— Given entries —

※

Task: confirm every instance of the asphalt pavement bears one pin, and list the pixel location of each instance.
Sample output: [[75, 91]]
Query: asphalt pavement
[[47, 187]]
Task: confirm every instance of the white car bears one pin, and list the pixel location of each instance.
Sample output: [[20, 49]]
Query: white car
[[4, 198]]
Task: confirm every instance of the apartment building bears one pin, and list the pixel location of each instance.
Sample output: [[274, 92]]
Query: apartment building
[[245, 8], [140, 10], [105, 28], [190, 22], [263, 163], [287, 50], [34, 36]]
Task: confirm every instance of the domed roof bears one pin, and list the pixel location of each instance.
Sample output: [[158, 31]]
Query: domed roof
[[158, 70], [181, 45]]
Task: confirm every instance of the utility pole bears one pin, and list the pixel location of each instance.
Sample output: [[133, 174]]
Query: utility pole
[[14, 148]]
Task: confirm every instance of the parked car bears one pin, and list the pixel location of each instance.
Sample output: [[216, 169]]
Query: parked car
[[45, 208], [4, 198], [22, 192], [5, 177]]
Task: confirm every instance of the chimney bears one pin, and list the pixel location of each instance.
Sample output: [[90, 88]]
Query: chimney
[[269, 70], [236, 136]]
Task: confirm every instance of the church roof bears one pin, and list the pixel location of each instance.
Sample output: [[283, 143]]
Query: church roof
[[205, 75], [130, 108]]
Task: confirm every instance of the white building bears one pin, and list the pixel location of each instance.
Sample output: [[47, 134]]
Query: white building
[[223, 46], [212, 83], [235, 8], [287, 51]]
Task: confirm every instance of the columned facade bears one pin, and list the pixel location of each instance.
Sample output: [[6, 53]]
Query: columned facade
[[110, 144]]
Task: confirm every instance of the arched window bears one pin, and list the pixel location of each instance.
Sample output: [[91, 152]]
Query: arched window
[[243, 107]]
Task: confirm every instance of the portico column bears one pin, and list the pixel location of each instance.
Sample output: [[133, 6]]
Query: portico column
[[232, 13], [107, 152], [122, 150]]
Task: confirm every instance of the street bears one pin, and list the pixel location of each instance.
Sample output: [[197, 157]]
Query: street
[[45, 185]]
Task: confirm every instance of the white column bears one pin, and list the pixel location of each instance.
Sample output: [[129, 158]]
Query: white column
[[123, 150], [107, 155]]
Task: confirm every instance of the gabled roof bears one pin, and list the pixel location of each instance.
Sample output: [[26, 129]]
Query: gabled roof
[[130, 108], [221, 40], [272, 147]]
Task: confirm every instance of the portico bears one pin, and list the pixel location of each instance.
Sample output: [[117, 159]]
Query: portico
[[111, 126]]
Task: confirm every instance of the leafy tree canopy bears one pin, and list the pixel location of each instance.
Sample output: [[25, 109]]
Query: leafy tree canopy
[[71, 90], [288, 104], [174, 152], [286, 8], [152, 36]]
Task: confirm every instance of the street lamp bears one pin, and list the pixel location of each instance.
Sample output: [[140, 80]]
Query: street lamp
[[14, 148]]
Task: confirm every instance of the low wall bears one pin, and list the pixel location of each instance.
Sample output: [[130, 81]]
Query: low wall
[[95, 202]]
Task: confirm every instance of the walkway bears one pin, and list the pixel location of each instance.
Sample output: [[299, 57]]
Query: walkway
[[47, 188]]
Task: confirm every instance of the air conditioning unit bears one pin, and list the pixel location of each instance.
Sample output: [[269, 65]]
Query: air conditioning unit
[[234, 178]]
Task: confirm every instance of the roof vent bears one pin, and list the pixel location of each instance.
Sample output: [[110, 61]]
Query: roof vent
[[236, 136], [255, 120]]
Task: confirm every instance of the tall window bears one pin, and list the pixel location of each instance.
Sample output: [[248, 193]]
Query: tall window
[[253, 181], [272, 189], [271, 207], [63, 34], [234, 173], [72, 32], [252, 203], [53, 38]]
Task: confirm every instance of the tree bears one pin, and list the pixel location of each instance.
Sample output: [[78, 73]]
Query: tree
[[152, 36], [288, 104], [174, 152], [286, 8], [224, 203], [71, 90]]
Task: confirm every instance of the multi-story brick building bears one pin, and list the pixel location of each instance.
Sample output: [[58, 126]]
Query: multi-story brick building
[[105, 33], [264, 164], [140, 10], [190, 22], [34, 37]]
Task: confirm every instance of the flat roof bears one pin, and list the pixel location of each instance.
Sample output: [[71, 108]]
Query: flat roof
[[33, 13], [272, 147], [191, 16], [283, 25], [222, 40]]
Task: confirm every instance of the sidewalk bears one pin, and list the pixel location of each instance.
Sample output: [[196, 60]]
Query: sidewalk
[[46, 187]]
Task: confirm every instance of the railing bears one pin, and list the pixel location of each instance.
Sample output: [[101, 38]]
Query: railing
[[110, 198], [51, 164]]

※

All records above must be printed again, exactly.

Task: confirm every instance of the asphalt pavement bears one pin, and list the pixel location of each instance.
Sample output: [[75, 91]]
Query: asphalt pavement
[[47, 187]]
Task: confirm every instance of the white car bears one pin, and list the pixel location of each instance.
Sample output: [[20, 49]]
Query: white car
[[4, 198]]
Task: confirm every instance of the apartment building bears one pin, and list the pixel location of each instance.
Sample output: [[274, 92]]
Query: apartment building
[[245, 8], [140, 10], [105, 28], [190, 22], [263, 163], [287, 50], [34, 36]]
Task: confirm every instance of the domed roof bears one pin, and list the pixel location of each instance.
Sample output: [[158, 31]]
Query: domed roof
[[158, 70], [181, 45]]
Task: confirm every instance of the utility pole bears one pin, and list the pixel location of each instance.
Sample output: [[133, 174]]
Query: utility pole
[[14, 148]]
Task: confirm every instance of the parked car bears one pin, and list the pixel location of each instance.
Sample output: [[216, 169]]
Query: parked car
[[45, 208], [4, 198], [22, 192], [5, 177]]
Task: confirm every instance of the chimney bears one pin, and list the pixel location of each instance.
Sample output: [[90, 88]]
Query: chimney
[[269, 70], [236, 136]]
Task: confirm every instance of the church roof bears one pin, and list the pixel location of each instance.
Sample output: [[283, 143]]
Query: church roof
[[205, 75], [130, 108]]
Task: confirm every instance of the white building bears one pin, and list the pixel location of each instance.
Sample output: [[47, 134]]
Query: white building
[[223, 46], [212, 83], [235, 8], [287, 51]]
Task: confirm every instance of the columned facade bears one pin, and list the pixel location of each instance.
Sample output: [[6, 53]]
Query: columned facade
[[110, 144]]
Task: confirm every instance of the arched window bears one pin, and list the pixel location of each instance.
Sample output: [[91, 152]]
Query: arched window
[[243, 107]]
Task: confirm every instance of the portico column bears one pin, and list the pixel location of each instance.
Sample output: [[133, 6]]
Query: portico column
[[232, 13], [107, 152], [122, 150]]
Task: confirm every instance of the street bears one pin, and list the pixel location of each instance.
Sample output: [[197, 157]]
Query: street
[[45, 185]]
Task: confirm every instance of the white column bears one pin, and list the pixel location of each instance.
Sample output: [[129, 158]]
Query: white column
[[123, 150], [107, 155]]
Task: confirm every instance of the gabled roof bears one pin, and list the pixel location of each instance.
Sample output: [[26, 129]]
Query: gabled roof
[[130, 108], [221, 40], [272, 147]]
Task: confirm every instance of the portico bears one pin, and list the pixel location of each instance.
Sample output: [[117, 159]]
Query: portico
[[111, 126]]
Task: confirm every instance of the leafy tree canopy bears one pin, and list the pixel location of each instance.
Sample output: [[25, 109]]
Query: leafy tree canopy
[[71, 90], [288, 104], [174, 152], [286, 8], [152, 36]]
Task: confirm every instance of the street lamp bears one pin, and list the pixel location of each instance.
Sample output: [[140, 80]]
Query: street lamp
[[14, 148]]
Task: confirm every instance of the low wall bears one pin, and list the pixel location of each instance.
Sample output: [[130, 81]]
Query: low wall
[[95, 202]]
Task: confirm every instance of the walkway bears one pin, and list the pixel location of each instance.
Sample output: [[299, 57]]
Query: walkway
[[47, 188]]
Task: confirm every instance of the air conditioning unit bears one pin, and list the pixel location of each instance.
Sample output: [[269, 65]]
Query: air conditioning unit
[[234, 178]]
Task: confirm every instance of the roof vent bears one pin, and list the pixel location of each instance.
Sample output: [[110, 61]]
Query: roof vent
[[236, 136], [255, 120]]
Task: confirm every instance of the tall window bears one pin, and list the pixel location of each instance.
Sample output: [[248, 193]]
Query: tall window
[[253, 181], [272, 189], [271, 207], [63, 34], [234, 173], [72, 32], [252, 203], [53, 38]]
Task: confirm every instance of the tree bears one pin, and list the pixel location of each instance.
Sample output: [[78, 73]]
Query: tree
[[152, 36], [288, 104], [174, 152], [286, 8], [224, 203], [71, 90]]
Task: confirm every instance of the multi-story brick building bears one pin, and list the pixel location of each instance.
Sample output: [[58, 126]]
Query: multi-story brick building
[[105, 33], [264, 164], [140, 10], [190, 22], [34, 37]]
Task: confirm every instance of the flat roof bears one pin, and list the pixel location of each instance.
Sample output: [[71, 108]]
Query: flat roof
[[33, 13], [272, 147], [191, 16], [283, 25], [222, 40]]
Task: confirm every instance of the sidewalk bears one pin, and list the pixel location of each instance.
Sample output: [[196, 60]]
Query: sidewalk
[[46, 187]]
Task: confirm every instance of the railing bears one pin, and list the pixel location of each instance.
Sample output: [[101, 38]]
Query: railing
[[110, 198], [51, 164]]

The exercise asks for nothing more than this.